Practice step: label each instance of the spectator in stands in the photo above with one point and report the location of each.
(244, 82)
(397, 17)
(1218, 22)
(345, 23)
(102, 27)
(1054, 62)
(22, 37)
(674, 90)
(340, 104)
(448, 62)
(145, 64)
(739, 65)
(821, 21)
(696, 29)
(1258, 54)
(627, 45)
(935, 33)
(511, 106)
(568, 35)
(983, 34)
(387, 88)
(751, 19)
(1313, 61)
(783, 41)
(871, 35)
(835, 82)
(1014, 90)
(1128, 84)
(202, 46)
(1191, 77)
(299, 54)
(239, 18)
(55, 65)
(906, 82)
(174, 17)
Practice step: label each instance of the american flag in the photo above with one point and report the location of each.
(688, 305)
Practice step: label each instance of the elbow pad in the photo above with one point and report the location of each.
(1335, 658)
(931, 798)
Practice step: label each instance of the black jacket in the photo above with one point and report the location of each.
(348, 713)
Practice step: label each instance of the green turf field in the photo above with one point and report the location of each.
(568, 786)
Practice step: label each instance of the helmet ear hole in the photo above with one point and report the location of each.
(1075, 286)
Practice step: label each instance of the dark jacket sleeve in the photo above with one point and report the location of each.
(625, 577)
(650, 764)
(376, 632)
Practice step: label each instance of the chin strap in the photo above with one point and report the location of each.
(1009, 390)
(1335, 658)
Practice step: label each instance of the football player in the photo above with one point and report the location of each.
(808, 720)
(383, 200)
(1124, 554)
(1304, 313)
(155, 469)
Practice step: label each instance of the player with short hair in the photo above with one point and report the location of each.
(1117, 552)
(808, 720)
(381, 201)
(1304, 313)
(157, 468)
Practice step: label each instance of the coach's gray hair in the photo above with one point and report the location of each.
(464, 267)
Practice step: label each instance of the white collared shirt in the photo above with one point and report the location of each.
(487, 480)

#####

▶ _Task statement_: Output the line holding "Practice step: label each instance of the helmet", then every later line through the end of the records above, exactly as given and nothing else.

▶ _Solution to this problem_:
Practice step: label each instance of the helmet ear hole in the photo above with one point and report the location of each.
(1075, 286)
Practice step: label each instance of the dark jacket sleeve in the photo above with one point and report the location of each.
(625, 577)
(650, 764)
(376, 632)
Practice step: label each instance of the chin strap in the photo above with one point and report the location of each.
(1009, 390)
(1335, 658)
Practice step: label each instance of the football player in the photo above with one point and report the location of each.
(808, 720)
(383, 200)
(1124, 554)
(1304, 313)
(155, 469)
Practice step: label each instance of the player with short hair in the photo above with one point and report the location of each.
(1117, 552)
(808, 720)
(381, 201)
(1304, 313)
(157, 468)
Practice step: label each instance of the coach's gray hair in the photo above with one point and report the location of each.
(464, 267)
Practice step: label each instance of the white collared shirt in the photo above with one point and report the location of each.
(487, 480)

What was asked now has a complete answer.